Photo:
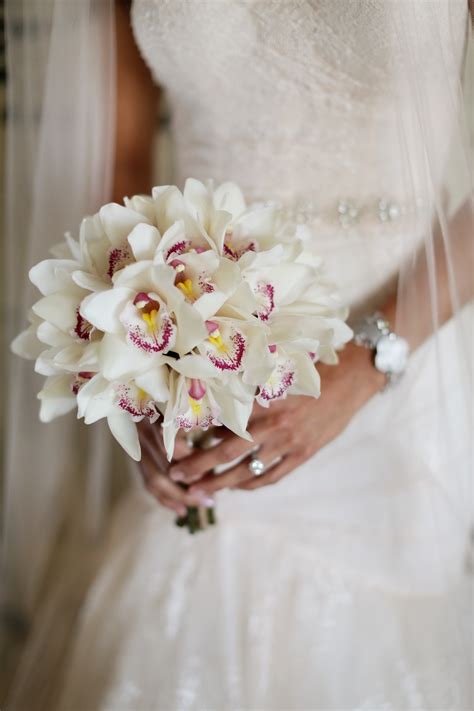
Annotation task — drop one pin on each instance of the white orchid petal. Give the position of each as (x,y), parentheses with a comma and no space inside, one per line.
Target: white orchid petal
(27,345)
(234,414)
(192,366)
(308,381)
(144,240)
(191,328)
(125,432)
(60,309)
(118,222)
(155,383)
(119,360)
(94,387)
(52,336)
(103,309)
(90,282)
(56,398)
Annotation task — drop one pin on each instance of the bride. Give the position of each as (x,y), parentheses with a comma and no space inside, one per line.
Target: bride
(337,575)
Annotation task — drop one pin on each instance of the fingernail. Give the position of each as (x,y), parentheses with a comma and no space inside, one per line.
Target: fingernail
(176,475)
(203,498)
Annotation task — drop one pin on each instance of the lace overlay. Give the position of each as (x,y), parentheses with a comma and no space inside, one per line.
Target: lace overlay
(324,592)
(301,101)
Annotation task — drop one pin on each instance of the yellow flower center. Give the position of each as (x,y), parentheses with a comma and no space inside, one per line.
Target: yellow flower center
(186,287)
(196,406)
(150,320)
(216,339)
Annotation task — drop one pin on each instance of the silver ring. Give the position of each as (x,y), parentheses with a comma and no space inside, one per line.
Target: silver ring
(256,467)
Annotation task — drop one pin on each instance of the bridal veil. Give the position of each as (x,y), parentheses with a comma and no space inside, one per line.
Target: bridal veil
(60,94)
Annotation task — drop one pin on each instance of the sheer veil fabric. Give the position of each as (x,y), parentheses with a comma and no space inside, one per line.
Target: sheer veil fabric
(399,518)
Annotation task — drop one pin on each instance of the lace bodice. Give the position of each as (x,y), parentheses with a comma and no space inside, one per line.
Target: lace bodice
(299,100)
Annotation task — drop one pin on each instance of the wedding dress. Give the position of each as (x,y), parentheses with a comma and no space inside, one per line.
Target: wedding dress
(325,591)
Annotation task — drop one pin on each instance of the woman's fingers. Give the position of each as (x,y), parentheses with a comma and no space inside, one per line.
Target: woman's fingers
(166,491)
(228,453)
(272,456)
(281,468)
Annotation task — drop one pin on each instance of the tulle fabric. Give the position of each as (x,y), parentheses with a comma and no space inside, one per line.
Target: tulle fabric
(358,560)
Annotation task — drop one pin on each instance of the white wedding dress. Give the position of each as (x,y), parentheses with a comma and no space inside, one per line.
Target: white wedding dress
(325,591)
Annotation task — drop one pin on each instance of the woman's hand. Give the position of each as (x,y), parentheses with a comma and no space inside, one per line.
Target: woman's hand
(154,468)
(288,432)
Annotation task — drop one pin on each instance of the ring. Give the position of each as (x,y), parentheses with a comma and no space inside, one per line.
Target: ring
(256,467)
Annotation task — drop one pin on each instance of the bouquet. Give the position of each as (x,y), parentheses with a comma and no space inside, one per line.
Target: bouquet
(183,308)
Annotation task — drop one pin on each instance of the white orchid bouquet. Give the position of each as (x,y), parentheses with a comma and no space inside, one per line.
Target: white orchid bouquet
(183,308)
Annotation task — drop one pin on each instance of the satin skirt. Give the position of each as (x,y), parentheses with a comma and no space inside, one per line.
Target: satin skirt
(342,587)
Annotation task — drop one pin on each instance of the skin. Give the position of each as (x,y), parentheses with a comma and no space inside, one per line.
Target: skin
(292,430)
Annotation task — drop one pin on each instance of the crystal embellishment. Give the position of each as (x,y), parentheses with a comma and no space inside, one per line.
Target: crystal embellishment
(347,213)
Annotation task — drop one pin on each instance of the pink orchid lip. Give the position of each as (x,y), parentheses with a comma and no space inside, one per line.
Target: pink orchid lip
(83,329)
(268,291)
(86,374)
(79,380)
(145,303)
(197,390)
(119,257)
(212,327)
(177,264)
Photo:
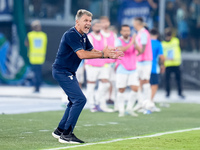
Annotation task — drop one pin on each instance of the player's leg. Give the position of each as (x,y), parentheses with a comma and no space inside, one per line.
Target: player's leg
(121,84)
(133,82)
(80,75)
(154,84)
(92,74)
(145,81)
(154,81)
(167,81)
(103,89)
(178,81)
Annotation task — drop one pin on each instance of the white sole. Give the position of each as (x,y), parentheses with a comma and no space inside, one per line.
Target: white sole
(55,136)
(67,142)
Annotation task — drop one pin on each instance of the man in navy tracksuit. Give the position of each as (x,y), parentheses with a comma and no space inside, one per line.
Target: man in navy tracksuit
(74,47)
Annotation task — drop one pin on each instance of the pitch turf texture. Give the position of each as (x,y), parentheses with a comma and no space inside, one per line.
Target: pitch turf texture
(33,130)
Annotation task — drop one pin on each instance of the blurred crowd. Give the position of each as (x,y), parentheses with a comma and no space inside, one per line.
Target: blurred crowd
(181,15)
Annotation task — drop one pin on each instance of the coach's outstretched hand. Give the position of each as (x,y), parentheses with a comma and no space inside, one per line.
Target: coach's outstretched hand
(112,53)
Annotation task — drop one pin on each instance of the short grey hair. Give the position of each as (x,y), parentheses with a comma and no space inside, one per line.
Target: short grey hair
(82,12)
(95,21)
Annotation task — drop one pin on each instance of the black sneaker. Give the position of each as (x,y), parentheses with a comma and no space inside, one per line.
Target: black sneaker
(56,134)
(70,138)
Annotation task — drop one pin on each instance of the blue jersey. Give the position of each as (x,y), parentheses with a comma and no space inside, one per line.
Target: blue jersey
(157,51)
(71,42)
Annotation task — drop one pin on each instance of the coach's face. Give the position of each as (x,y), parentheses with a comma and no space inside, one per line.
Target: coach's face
(84,24)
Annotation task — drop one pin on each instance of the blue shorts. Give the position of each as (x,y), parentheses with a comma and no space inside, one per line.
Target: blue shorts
(154,79)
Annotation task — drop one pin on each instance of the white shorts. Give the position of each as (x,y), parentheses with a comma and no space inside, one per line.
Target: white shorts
(94,73)
(80,74)
(144,70)
(124,80)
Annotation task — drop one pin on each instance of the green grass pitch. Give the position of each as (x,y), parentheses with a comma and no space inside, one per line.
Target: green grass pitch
(33,130)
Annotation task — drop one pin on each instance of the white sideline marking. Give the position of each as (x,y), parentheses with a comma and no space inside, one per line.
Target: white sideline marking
(113,123)
(123,139)
(43,130)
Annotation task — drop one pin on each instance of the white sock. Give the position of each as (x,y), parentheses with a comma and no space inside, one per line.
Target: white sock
(147,91)
(131,101)
(120,102)
(102,94)
(139,96)
(90,94)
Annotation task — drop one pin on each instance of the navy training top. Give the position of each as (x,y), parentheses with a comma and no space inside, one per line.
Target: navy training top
(71,42)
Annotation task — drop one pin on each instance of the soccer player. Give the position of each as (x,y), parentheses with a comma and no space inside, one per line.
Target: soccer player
(144,59)
(74,47)
(126,72)
(95,70)
(157,64)
(110,37)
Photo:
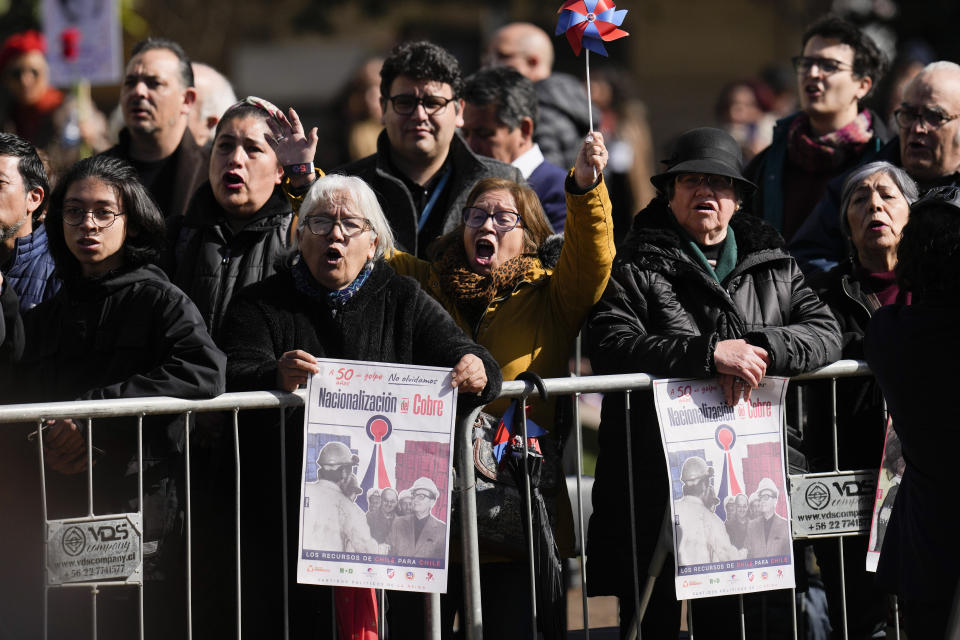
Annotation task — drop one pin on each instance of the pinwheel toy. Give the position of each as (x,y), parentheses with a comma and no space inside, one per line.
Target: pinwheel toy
(587,24)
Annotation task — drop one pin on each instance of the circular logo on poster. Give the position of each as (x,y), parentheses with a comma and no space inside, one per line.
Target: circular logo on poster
(73,541)
(817,496)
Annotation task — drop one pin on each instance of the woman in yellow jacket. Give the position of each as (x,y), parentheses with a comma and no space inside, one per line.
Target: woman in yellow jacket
(493,276)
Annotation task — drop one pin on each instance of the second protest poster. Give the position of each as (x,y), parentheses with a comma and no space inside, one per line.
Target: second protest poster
(728,506)
(375,494)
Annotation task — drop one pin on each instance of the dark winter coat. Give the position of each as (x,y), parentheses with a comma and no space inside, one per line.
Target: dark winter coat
(398,204)
(663,314)
(210,262)
(29,270)
(768,167)
(129,334)
(389,319)
(913,352)
(183,173)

───

* [Exercise prompt]: Transcribe all the records above word for word, without their images.

* [Solution for this task]:
Photo:
Annotation task — drop one pin on each instance of the white orchid petal. Give the position of each as (x,y), parentheses with a comma and no space inside, one per line.
Target: white orchid petal
(27,345)
(234,414)
(192,366)
(308,381)
(144,240)
(191,328)
(125,432)
(60,309)
(118,222)
(155,383)
(119,360)
(94,387)
(52,336)
(103,309)
(90,282)
(56,398)
Annotation task — drop one pin on each instance of the bride. Give the position of each as (x,y), parentheses with a comma and no space inside, one per line.
Target: bride
(337,575)
Annotation task — drop one pin on each instance of the fingernail. Give the position of each as (x,y), parentheses with a comma and no space inside, one per line.
Target: fingernail
(176,475)
(203,498)
Annotation task — drop one pin on each instance of the lace overlay. Give the position of each as (x,y), parentheses with a comma and no space inside, one per line.
Target: lace overlay
(324,592)
(301,101)
Annotation task — drop one pin on each instance of the yellow flower center. Give the position of each as (x,y), parentheses with a comma and no space inside, one per line.
Target: yellow flower center
(186,287)
(196,406)
(150,320)
(216,339)
Annotation task — drop one pin on each instance of the silver ring. Give the position of each as (x,y), parentheses with a comma and no space inside, one per line.
Target: silver ring
(256,467)
Annotation task — drop one pin on each instance of the bridal veil. Give the position of each as (x,y), parentheses with a comma and no space inside, one per line.
Target: bridal veil
(60,94)
Annotation task — drop one pin on each instance of the sheer veil fabric. Give the position of each as (x,y), parentheses with a comma and no space inside, one per line.
Target: sheer veil fabric
(399,518)
Annotation task — drop one pin on each instance of the lace bodice. Give the position of each as (x,y), parentheses with a comma and no space inside, one per line.
Target: lace bodice
(299,100)
Annotation task — drop one pin on each instance of the wedding dress. Give the position of each as (x,y), parentheses with a comma and no space inside, one per line.
Target: wedding dress
(325,591)
Annotation task — drop one pin on each instance of the woman's fingers. Give the position of each as (x,y), parentheses with a comma and no space inside, one per line.
Target: woman's fingers
(166,491)
(228,453)
(272,456)
(281,468)
Annotation task — drop one pin on each instance of the tulle fabric. Give the position of each as (x,y), parentheses with a comma and no space inside, one per line.
Target: tulle fabric
(358,560)
Annotation task — drop one pin on each instance of the white wedding dress. Give the position of each as (x,y), parentheses with a comma and no space inside, one per line.
Target: white wedding dress
(325,591)
Annotation task — drop one pin on each instance of the woman's hand. Give the position of each as (x,y), parentheses with a comma and no space inside, one per line.
Target: woman's hand
(154,468)
(288,432)
Annotation task — drop one pin on each instance of the ring. Give the position of each as (x,y), parentheses with a comma and no space inside, one per line.
Target: ring
(256,467)
Annotation task — drop one pin on each instance of the bouquet. Give the position of each as (x,y), parentheses with a comma and no space inside, one per line.
Target: bouquet
(183,308)
Annotation task — drop one pin on each instance of the white orchid bouquet. Give the position of each as (x,y), parentheses with a comma and no space inside, one per line.
Target: white orchid bouquet
(183,308)
Annotation task — drop one pin on each instance of the satin skirt. Give the position of each as (x,y), parentheses with a comma and no space inside, one per line.
Target: satin skirt
(342,587)
Annotation task — drop one pin on each instance of the skin. Give the position of each as (x,y), parentheses with a comma and no space inside, one per line.
Target: skin
(292,430)
Annotation task — drop one pin on each instance of the crystal embellishment. Give the position of each as (x,y), parentheses with a comma and no space inside, one per line.
Target: crystal embellishment
(347,213)
Annotation task — drop one pin on each instance of the pink orchid lip. Give the position of each as (x,y), parentheses with a comma and no space inside, one per line.
Target: pink orchid lip
(83,329)
(268,291)
(86,374)
(79,380)
(145,303)
(197,390)
(119,257)
(212,327)
(177,264)
Photo:
Annotation task — drop one pin on each instance of the player's leg. Give the position of each as (x,y), parentheses with a comma and no space inside, one per line.
Target: player's leg
(121,84)
(133,82)
(80,75)
(154,84)
(92,74)
(145,81)
(154,81)
(167,81)
(103,89)
(178,81)
Annotation task — drop one pin on each instance of the white sole. Give the position of each as (x,y), parentheses with a comma and no space inside, one per line.
Target: white sole
(55,136)
(67,142)
Annotation task — drop one pin on each instance of the man in navy tracksuit. Give the position of each as (x,y), parentheses with a comma and no space inside, one per line.
Target: man in navy tracksuit
(74,47)
Annotation task — drop one pin on each instance of the pitch turf texture. Give the position of each as (x,y), parentheses with a comma and no space inside, one per line.
Target: pitch turf texture
(33,130)
Annotation task — drop one pin on each instance of the blurred crowd. Give the position of each as (x,y), parentheses with a comma and no space inside, one per line.
Target: blurred crowd
(181,15)
Annotation task — drop one pin on each instance of the coach's outstretched hand. Give the position of each as (x,y), parentheses with a comma and no space inside, one per line.
Target: coach's outstretched hand
(112,53)
Annotation task — drop one pin on each instance of the short grey hair. Give the position of each as (x,y), parentheses with a comma and no space inside, one per line.
Target: short grey hair
(82,12)
(95,21)
Annotation task — drop one pin on each instance of the black sneaker. Give the position of each as (x,y), parentheses with a comma and no space inside, one per line.
Target: black sneaker
(56,134)
(70,138)
Annotation task — drop one pin on each instance of the blue jersey. Give the position of each as (x,y), parentheses with a comma and no space inside, one per line.
Target: blue jersey
(157,51)
(71,42)
Annotation task — drop one pin on each instance of the coach's face. Give the position of each as (x,y), parentheses with a comma and no space inside, one per line.
Target: coach's face
(84,24)
Annotation task — drop one pin on each instance of the blue shorts. Give the position of each as (x,y), parentheses with a comma and no space inside, one per line.
Target: blue shorts
(154,79)
Annotation task — drop one pin on each instance of the white shorts. Give the position of each as (x,y), parentheses with a comma and no space inside, one per line.
Target: white shorts
(94,73)
(80,74)
(144,70)
(124,80)
Annotation task — drop one pin on each instance of the green grass pitch. Give the position of each as (x,y), parentheses with a comma and no space inside, one per line.
Target: green grass pitch
(33,130)
Annotation task — drop one pin on each instance of the white sideline marking. Give the position of each as (x,y), parentheses with a comma and no space inside, one per line.
Target: white sideline marking
(113,123)
(123,139)
(43,130)
Annotation task — drop one pin on each instance of the white sock. Give the position of each as (x,y), parentheses with a comma and no space inside, one per line.
Target: white sock
(147,91)
(131,101)
(120,102)
(102,94)
(139,96)
(90,94)
Annotation task — drop one pin on each instance of the navy training top. Give the position of each as (x,y), parentheses with a comma and no space inside, one per line.
Target: navy training top
(71,42)
Annotation task — drop one pin on each instance of the soccer player. Give the position of each as (x,y), parentheses with a comma and no space inside, one per line.
Target: soccer player
(144,59)
(74,47)
(126,72)
(95,70)
(157,64)
(110,37)
Photo:
Annotation task — drop one pin on each instance of the pinwheel toy. Give the position of each as (x,y), parentheses with a comma and no space inside, one per line.
Target: pinwheel toy
(587,24)
Annotation task — drop one pin on each instance of the circular logo on poster. Give the position of each as (x,y), parentheses with a comma and no space inside, one per line.
Target: circular logo on poster
(73,541)
(817,496)
Annotation task — drop one pin on each instance of the woman in yellow jacket. Give the position of each as (x,y), parentheses with a comma and no space inside, one per line.
Target: woman in yellow jacket
(493,276)
Annotation task — drop one pin on each instance of the second protest poster. Give the position of each as (x,y), parentheses with a comma and no space inside, one per line.
Target: second protest poster
(728,506)
(375,494)
Annotation task — drop one pin on each instance of the dark winter coat. Give the position of each as (x,y), parentheses with a comma and no space inside, one per line.
Target: dark winter coat
(398,204)
(663,314)
(210,262)
(29,270)
(768,167)
(129,334)
(389,319)
(913,352)
(183,173)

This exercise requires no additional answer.